__The data__
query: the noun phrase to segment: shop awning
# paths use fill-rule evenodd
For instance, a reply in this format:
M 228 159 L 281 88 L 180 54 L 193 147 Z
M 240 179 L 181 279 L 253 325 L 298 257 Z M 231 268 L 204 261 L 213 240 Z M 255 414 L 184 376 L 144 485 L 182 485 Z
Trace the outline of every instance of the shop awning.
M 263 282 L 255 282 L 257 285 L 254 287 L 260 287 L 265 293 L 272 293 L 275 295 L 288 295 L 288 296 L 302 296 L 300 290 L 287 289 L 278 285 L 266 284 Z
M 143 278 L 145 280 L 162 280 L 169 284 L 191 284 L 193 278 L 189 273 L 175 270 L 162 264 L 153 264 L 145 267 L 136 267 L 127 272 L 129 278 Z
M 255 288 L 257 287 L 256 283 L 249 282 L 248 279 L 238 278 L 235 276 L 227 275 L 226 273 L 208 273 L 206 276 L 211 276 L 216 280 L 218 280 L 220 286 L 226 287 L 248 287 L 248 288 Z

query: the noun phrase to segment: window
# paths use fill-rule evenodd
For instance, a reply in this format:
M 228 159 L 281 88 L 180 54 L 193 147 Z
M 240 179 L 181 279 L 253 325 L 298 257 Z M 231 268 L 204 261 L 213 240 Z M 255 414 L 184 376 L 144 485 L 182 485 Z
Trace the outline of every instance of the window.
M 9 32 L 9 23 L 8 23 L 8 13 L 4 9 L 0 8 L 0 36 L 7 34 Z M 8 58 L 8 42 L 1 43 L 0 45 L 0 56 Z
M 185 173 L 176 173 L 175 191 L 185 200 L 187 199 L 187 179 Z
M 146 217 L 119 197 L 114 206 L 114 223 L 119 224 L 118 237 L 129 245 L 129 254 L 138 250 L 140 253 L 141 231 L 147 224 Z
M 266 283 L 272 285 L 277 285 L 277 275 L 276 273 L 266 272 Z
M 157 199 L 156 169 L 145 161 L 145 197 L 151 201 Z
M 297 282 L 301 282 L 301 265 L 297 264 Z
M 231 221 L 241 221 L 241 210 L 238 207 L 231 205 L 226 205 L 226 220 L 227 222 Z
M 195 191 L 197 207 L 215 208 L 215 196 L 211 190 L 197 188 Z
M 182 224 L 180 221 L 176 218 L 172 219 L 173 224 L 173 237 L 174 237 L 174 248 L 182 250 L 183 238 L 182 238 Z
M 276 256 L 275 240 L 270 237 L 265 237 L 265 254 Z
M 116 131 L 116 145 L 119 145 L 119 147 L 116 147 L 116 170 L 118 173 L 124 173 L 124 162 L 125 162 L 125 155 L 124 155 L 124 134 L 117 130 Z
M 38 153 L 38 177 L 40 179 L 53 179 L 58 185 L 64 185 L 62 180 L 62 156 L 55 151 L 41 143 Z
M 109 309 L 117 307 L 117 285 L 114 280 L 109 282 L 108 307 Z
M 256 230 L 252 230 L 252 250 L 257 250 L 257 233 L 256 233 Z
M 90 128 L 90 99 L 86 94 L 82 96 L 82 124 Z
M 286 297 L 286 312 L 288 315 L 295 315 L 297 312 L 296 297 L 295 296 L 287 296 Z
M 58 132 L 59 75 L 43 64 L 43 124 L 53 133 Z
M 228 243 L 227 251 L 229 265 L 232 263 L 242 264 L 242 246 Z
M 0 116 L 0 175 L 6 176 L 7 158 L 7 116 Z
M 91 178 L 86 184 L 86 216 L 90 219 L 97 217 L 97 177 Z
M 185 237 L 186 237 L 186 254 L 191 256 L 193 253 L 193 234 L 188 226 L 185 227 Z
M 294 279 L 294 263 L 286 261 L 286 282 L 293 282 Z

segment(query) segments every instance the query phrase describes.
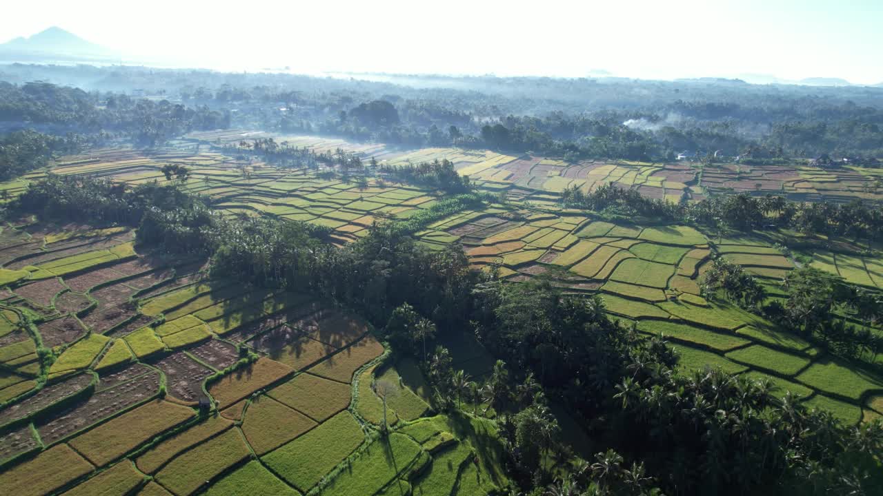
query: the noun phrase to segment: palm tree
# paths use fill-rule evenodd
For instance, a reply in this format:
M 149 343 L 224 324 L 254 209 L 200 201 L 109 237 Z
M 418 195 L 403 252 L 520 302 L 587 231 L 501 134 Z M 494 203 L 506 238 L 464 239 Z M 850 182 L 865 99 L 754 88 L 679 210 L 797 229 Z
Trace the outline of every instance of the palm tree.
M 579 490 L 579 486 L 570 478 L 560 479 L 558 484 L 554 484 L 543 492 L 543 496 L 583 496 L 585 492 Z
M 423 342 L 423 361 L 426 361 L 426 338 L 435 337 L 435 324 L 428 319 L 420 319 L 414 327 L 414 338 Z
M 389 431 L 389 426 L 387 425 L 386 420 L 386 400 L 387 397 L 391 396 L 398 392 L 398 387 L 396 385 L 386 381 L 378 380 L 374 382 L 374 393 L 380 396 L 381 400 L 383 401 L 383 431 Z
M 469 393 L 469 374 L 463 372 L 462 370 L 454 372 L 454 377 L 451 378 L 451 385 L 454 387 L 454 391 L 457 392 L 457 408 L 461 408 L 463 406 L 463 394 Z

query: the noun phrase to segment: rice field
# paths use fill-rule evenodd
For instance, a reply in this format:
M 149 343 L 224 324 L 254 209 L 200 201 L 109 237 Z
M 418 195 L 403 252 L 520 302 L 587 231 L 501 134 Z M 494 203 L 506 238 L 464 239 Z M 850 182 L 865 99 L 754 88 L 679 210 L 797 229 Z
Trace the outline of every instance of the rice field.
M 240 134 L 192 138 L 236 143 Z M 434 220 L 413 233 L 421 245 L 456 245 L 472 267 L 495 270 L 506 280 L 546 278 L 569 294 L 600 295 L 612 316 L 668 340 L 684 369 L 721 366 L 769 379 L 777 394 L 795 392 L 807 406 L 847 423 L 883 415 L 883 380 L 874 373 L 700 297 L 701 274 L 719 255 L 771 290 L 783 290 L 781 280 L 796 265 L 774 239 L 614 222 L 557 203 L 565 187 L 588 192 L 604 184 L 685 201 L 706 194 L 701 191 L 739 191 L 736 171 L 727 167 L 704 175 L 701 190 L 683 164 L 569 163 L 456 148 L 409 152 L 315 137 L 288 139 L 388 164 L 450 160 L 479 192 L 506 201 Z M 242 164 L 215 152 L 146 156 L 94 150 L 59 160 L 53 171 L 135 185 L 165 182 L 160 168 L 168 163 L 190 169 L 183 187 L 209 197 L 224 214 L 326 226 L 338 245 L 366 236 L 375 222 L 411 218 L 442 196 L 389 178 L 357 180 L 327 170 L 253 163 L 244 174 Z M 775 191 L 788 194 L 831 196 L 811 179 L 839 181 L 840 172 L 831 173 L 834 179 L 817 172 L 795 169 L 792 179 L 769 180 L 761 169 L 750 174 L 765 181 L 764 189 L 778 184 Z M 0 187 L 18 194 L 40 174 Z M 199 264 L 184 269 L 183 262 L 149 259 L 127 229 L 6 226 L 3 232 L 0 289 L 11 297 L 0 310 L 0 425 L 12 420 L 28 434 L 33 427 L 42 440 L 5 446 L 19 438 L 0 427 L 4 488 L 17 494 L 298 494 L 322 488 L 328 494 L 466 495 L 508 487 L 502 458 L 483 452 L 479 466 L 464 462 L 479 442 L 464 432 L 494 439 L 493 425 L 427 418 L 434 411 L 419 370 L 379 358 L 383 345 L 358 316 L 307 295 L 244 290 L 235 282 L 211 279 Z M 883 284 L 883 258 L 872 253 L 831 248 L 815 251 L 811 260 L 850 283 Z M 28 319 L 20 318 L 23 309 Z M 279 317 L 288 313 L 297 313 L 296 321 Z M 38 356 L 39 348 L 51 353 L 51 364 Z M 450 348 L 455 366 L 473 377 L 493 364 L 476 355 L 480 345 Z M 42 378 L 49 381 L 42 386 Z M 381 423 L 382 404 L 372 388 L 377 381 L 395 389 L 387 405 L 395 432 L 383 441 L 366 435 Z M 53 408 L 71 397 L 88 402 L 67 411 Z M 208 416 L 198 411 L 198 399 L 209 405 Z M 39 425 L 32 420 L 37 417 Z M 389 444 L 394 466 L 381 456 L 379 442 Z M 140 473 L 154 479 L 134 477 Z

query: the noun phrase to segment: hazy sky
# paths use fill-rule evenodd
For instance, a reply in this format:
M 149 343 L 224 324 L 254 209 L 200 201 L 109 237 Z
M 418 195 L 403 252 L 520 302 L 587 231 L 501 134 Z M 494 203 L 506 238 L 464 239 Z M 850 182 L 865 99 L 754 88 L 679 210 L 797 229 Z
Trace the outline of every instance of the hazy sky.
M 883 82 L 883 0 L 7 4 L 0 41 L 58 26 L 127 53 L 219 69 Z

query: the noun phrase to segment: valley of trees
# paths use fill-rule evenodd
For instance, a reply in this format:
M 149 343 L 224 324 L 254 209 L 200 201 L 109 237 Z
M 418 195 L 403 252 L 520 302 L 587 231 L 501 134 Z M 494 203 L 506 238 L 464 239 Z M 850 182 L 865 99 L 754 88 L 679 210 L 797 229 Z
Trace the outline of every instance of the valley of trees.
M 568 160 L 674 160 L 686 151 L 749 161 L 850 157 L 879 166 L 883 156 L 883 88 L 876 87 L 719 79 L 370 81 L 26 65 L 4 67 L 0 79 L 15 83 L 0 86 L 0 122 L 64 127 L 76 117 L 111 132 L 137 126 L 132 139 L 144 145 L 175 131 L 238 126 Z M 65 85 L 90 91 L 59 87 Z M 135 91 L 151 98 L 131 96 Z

...

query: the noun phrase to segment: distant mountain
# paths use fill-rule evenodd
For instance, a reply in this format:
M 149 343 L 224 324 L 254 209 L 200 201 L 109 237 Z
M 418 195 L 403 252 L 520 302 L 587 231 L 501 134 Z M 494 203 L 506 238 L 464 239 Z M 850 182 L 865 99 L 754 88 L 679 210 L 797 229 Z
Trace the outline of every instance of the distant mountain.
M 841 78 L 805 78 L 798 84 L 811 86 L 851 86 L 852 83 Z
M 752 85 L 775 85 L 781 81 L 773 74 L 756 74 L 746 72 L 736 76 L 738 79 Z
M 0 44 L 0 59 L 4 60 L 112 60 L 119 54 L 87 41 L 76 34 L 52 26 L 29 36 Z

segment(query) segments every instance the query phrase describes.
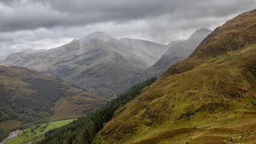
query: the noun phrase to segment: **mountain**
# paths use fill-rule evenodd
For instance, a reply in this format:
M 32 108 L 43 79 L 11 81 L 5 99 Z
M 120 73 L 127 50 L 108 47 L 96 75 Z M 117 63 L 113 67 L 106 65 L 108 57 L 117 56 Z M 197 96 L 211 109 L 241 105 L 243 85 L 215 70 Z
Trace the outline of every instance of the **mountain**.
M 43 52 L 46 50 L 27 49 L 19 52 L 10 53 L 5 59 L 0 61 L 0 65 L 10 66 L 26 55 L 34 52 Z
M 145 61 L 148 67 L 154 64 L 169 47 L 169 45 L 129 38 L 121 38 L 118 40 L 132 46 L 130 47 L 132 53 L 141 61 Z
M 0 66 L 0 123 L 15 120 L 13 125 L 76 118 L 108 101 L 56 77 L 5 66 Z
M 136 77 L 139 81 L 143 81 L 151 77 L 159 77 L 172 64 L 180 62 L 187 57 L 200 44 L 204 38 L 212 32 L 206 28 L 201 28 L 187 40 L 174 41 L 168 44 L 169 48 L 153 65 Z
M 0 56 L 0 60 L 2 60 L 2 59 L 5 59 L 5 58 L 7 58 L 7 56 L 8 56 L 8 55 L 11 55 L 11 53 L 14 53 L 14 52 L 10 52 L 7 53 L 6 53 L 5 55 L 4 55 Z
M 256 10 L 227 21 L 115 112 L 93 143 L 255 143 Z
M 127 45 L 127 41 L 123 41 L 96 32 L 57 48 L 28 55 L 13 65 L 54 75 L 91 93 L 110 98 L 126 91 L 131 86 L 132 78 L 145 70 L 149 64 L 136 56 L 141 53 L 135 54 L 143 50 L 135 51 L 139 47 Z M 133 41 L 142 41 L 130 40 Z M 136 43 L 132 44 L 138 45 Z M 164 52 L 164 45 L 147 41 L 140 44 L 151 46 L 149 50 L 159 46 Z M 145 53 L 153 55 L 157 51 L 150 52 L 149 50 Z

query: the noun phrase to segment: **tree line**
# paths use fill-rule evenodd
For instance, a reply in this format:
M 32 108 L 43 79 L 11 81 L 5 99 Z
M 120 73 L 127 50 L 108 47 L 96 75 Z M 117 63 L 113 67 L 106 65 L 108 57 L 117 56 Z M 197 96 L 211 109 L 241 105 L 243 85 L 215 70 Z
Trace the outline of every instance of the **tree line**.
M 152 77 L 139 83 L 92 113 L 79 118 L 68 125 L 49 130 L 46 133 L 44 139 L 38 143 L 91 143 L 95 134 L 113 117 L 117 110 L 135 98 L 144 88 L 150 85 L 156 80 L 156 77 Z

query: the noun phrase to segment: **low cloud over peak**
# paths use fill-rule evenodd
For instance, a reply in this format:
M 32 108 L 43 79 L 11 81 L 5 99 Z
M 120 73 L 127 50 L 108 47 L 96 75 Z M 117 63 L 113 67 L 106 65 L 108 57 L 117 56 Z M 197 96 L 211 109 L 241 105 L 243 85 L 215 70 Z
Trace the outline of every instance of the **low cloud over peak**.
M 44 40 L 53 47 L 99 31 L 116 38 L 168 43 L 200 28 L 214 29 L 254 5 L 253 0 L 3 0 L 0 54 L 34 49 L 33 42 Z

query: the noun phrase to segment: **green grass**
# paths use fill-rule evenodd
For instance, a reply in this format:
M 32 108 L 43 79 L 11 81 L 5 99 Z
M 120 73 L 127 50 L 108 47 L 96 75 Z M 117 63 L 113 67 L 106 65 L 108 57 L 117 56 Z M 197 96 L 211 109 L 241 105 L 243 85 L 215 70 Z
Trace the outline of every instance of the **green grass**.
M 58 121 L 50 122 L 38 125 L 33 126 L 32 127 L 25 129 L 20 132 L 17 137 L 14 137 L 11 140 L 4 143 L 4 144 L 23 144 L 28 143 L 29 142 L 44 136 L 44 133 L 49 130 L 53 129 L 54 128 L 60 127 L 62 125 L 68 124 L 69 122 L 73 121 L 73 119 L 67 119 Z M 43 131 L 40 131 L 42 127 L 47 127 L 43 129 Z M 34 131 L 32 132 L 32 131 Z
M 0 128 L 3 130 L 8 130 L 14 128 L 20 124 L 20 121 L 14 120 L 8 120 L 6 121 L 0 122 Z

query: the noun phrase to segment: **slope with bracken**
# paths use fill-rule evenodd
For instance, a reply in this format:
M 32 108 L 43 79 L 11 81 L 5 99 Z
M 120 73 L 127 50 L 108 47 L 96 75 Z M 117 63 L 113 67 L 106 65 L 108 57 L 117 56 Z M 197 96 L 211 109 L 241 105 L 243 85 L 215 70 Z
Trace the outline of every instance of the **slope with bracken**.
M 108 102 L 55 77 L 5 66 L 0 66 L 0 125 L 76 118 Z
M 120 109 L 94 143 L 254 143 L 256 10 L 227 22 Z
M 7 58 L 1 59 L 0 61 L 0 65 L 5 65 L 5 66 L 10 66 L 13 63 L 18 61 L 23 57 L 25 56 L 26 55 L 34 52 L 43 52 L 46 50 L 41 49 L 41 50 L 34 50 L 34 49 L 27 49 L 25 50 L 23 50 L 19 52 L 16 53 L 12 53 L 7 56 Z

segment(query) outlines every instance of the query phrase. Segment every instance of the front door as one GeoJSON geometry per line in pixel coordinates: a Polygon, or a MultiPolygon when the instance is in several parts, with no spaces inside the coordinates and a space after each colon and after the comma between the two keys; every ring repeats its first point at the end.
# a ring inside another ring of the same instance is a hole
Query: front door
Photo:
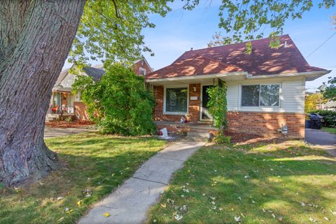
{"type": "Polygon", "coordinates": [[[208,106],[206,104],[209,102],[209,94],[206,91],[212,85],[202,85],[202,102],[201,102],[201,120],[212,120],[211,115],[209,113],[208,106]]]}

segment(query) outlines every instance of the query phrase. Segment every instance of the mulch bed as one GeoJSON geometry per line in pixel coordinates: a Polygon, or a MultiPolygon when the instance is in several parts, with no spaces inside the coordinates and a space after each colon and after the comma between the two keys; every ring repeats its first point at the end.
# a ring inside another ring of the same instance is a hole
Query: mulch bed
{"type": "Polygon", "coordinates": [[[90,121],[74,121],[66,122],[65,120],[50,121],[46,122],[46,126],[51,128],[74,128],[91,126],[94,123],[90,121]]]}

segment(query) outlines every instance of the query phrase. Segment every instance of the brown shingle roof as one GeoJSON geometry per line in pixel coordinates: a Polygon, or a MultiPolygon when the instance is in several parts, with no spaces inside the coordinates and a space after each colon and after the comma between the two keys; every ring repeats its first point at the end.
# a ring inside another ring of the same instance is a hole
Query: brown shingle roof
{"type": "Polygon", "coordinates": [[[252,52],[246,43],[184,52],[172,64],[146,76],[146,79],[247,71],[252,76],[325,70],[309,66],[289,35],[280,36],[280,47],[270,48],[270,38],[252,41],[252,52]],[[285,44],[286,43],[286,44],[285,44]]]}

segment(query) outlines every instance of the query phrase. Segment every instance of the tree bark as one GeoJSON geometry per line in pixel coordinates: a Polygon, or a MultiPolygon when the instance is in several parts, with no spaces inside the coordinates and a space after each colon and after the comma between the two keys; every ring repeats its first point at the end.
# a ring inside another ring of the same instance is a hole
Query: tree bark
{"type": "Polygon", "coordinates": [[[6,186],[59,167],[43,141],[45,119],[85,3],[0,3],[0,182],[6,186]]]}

---

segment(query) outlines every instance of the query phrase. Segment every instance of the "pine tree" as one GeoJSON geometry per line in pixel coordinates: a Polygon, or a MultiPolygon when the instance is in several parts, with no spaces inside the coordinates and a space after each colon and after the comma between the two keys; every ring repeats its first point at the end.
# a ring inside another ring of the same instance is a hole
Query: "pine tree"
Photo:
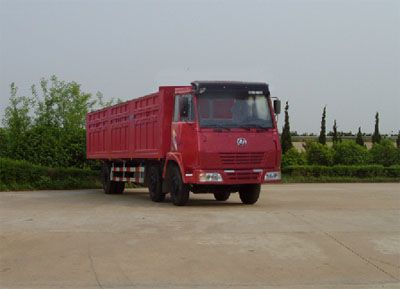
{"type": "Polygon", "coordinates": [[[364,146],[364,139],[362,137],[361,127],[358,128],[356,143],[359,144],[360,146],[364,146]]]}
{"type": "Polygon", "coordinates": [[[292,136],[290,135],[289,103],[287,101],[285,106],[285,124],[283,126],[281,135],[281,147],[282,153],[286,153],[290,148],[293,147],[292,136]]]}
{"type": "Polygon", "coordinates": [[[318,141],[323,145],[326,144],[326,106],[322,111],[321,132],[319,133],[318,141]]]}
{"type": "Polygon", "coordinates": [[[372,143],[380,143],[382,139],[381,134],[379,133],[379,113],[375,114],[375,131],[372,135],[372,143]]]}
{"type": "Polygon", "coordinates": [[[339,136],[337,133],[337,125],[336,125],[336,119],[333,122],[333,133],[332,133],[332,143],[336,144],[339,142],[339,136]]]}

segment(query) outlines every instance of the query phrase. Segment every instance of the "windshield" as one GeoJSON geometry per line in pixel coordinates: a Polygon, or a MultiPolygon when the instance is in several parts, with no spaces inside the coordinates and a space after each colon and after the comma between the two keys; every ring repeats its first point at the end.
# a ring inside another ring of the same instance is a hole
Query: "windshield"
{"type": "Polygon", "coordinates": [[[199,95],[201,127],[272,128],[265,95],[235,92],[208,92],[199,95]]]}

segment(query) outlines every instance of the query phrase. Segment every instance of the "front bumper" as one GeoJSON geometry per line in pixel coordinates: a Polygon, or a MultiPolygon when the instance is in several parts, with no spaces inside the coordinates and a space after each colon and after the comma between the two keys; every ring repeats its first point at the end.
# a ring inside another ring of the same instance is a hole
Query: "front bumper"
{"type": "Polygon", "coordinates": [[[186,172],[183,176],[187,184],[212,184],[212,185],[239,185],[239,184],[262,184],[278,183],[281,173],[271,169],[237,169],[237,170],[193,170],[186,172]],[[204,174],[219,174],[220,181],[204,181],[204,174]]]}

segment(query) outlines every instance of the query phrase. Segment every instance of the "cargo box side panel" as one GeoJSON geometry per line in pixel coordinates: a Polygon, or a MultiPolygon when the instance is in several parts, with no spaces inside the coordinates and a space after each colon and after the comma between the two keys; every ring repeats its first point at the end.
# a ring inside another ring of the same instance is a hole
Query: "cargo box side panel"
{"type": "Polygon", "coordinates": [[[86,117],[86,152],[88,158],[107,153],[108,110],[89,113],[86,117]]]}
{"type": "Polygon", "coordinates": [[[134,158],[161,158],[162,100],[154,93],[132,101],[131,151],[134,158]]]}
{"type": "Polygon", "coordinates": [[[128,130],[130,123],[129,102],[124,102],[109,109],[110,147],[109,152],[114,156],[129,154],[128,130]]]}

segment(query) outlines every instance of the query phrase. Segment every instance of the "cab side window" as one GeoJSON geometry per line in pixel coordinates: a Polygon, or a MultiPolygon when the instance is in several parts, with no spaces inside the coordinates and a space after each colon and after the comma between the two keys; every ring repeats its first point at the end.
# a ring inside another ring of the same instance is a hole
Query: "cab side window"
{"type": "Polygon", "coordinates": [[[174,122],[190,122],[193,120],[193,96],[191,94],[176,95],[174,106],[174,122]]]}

__Aim__
Can you copy the lines verbatim, starting at the line that contains "query: the noun phrase to segment: **low" and ending at the line that contains "M 7 58 L 1 59", with both of those lines included?

__Problem solution__
query: the noun phrase to segment: **low cloud over peak**
# paths use fill-rule evenodd
For instance, a reply in this format:
M 32 108 L 43 79 L 11 81 L 5 99 Z
M 120 73 L 127 50 L 108 47 L 96 75 Z M 117 63 L 113 67 L 106 65 L 108 57 L 117 56 Z M 197 96 L 211 109 L 241 105 L 243 85 L 215 70 Z
Trace the outline of every instance of the **low cloud over peak**.
M 44 40 L 53 47 L 99 31 L 116 38 L 168 43 L 200 28 L 214 29 L 254 5 L 253 0 L 3 0 L 0 54 L 34 49 L 33 42 Z

query: the noun phrase to segment: **green grass**
# paths use fill-rule evenodd
For instance, a reply in this format:
M 32 108 L 43 79 L 11 81 L 5 99 Z
M 120 73 L 127 50 L 108 47 L 96 75 Z M 117 63 L 113 67 L 106 65 L 108 57 L 117 56 Z M 197 96 L 211 109 L 241 105 L 243 85 L 215 70 Z
Trace the outline of every instance of the **green grass**.
M 58 121 L 50 122 L 38 125 L 33 126 L 32 127 L 25 129 L 20 132 L 17 137 L 14 137 L 11 140 L 4 143 L 4 144 L 23 144 L 28 143 L 29 142 L 44 136 L 44 133 L 49 130 L 53 129 L 54 128 L 60 127 L 62 125 L 68 124 L 69 122 L 73 121 L 73 119 L 67 119 Z M 43 131 L 40 131 L 42 127 L 47 127 L 43 129 Z M 34 131 L 32 132 L 32 131 Z
M 0 128 L 3 130 L 8 130 L 14 128 L 20 124 L 20 121 L 14 120 L 8 120 L 6 121 L 0 122 Z

query: the noun phrase to segment: **slope with bracken**
# paths use fill-rule evenodd
For instance, a reply in this format:
M 32 108 L 43 79 L 11 81 L 5 99 Z
M 120 73 L 127 50 L 108 47 L 96 75 Z M 117 63 L 113 67 L 106 65 L 108 57 L 117 56 Z M 197 96 L 211 109 L 241 105 L 243 85 L 215 70 Z
Trace the outline of every instance of the **slope with bracken**.
M 108 102 L 55 77 L 5 66 L 0 66 L 0 125 L 76 118 Z
M 120 109 L 94 143 L 254 143 L 256 10 L 227 22 Z
M 7 58 L 1 59 L 0 61 L 0 65 L 5 65 L 5 66 L 10 66 L 13 63 L 18 61 L 23 57 L 25 56 L 26 55 L 34 52 L 43 52 L 46 50 L 41 49 L 41 50 L 34 50 L 34 49 L 27 49 L 25 50 L 23 50 L 19 52 L 16 53 L 12 53 L 7 56 Z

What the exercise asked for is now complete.